=== VEREISTE HANDELINGEN ===
A – Kopieer uit de tekst over de ondertoezichtstelling letterlijk het stuk van "In deze beschikking" tot en met "vader en stiefmoeder.".
B – Pak de tekst over de verlenging van de ondertoezichtstelling weer op en schrijf verder vanaf de laatste zin.

In deze beschikking van de kinderrechter van de Rechtbank Rotterdam, gedateerd 6 juni 2025, wordt de ondertoezichtstelling van een minderjarige, geboren in 2010, verlengd voor de duur van één jaar. De kinderrechter heeft de zaak beoordeeld naar aanleiding van een verzoek van de gecertificeerde instelling Jeugdbescherming West, die betrokken is bij de zorg voor de minderjarige. De vader van de minderjarige is belast met het ouderlijk gezag en de minderjarige verblijft momenteel in een open groep bij een zorginstelling. De kinderrechter heeft eerder al beslissingen genomen over de ondertoezichtstelling en de uithuisplaatsing van de minderjarige, waarbij de focus ligt op een terugplaatsing bij de vader en stiefmoeder.

=== Opgeslagen gegevens ===
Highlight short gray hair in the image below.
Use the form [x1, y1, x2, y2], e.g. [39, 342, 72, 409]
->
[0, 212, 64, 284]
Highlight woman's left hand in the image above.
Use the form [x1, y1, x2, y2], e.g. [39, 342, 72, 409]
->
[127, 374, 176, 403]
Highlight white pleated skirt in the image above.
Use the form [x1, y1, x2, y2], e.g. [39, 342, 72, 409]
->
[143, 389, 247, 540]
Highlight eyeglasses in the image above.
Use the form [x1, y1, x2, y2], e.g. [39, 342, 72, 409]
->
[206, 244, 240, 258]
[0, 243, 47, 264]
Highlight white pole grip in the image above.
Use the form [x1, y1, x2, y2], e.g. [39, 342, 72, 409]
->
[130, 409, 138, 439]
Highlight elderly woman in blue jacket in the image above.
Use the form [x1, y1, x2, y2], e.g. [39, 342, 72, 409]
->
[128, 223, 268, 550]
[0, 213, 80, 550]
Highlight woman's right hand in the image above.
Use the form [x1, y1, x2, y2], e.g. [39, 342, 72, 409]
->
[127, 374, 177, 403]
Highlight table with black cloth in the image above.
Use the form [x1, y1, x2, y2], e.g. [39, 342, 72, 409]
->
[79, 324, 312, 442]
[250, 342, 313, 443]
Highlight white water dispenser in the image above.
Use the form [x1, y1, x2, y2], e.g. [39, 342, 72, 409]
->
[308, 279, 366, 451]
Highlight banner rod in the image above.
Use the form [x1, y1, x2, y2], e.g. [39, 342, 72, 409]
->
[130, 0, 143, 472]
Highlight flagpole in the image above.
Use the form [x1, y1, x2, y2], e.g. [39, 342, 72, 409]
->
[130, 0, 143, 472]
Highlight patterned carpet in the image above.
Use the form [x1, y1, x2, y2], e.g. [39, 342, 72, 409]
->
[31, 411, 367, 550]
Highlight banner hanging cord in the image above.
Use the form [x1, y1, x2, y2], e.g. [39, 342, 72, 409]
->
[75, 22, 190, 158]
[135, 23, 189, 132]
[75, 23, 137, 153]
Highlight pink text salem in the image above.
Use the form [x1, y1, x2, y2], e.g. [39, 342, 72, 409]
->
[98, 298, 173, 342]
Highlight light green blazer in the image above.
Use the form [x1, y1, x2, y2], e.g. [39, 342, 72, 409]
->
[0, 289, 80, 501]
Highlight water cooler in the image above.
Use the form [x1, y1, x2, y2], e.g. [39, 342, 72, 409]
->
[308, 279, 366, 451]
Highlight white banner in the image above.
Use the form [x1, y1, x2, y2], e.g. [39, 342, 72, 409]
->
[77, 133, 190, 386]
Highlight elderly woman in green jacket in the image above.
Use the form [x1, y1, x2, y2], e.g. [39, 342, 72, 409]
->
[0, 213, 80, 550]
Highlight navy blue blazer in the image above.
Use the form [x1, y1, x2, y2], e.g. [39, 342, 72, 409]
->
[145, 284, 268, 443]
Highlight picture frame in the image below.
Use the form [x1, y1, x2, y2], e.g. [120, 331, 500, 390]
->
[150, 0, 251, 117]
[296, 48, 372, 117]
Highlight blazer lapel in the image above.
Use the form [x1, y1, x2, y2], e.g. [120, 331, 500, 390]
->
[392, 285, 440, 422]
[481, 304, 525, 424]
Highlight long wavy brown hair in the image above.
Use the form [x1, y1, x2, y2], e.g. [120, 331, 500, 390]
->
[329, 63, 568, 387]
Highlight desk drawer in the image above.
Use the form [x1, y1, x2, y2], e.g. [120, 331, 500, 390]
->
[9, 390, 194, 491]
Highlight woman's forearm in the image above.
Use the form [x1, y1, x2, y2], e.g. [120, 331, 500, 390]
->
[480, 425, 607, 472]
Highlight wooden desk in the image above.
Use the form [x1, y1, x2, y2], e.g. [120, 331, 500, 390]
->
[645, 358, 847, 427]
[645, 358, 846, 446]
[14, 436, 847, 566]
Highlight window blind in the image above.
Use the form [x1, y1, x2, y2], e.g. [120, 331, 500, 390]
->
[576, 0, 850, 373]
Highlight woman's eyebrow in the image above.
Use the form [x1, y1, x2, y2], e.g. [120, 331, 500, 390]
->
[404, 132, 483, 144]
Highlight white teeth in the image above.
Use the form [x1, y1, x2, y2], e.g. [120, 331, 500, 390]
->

=== ANTWOORDEN OP OPDRACHTEN ===
A –
In deze beschikking van de kinderrechter van de Rechtbank Rotterdam, gedateerd 6 juni 2025, wordt de ondertoezichtstelling van een minderjarige, geboren in 2010, verlengd voor de duur van één jaar. De kinderrechter heeft de zaak beoordeeld naar aanleiding van een verzoek van de gecertificeerde instelling Jeugdbescherming West, die betrokken is bij de zorg voor de minderjarige. De vader van de minderjarige is belast met het ouderlijk gezag en de minderjarige verblijft momenteel in een open groep bij een zorginstelling. De kinderrechter heeft eerder al beslissingen genomen over de ondertoezichtstelling en de uithuisplaatsing van de minderjarige, waarbij de focus ligt op een terugplaatsing bij de vader en stiefmoeder.

B –
Tijdens de zitting op 6 juni 2025, die achter gesloten deuren plaatsvond, waren vertegenwoordigers van de GI aanwezig, maar de vader en stiefmoeder waren niet verschenen, ondanks dat zij correct waren opgeroepen. De kinderrechter heeft de minderjarige gehoord en de aanwezigen hebben kunnen reageren op wat de minderjarige heeft verteld. De kinderrechter concludeert dat de huidige situatie positief is, maar ook fragiel, en dat de betrokkenheid van de GI noodzakelijk blijft om de stabiliteit en de terugplaatsing te waarborgen.
De kinderrechter heeft de ondertoezichtstelling verlengd tot 6 juli 2026 en verklaart de beschikking uitvoerbaar bij voorraad, wat betekent dat de beslissing direct geldt, ook als er hoger beroep wordt ingesteld. Tegen deze beschikking kan binnen drie maanden hoger beroep worden ingesteld bij het gerechtshof Den Haag.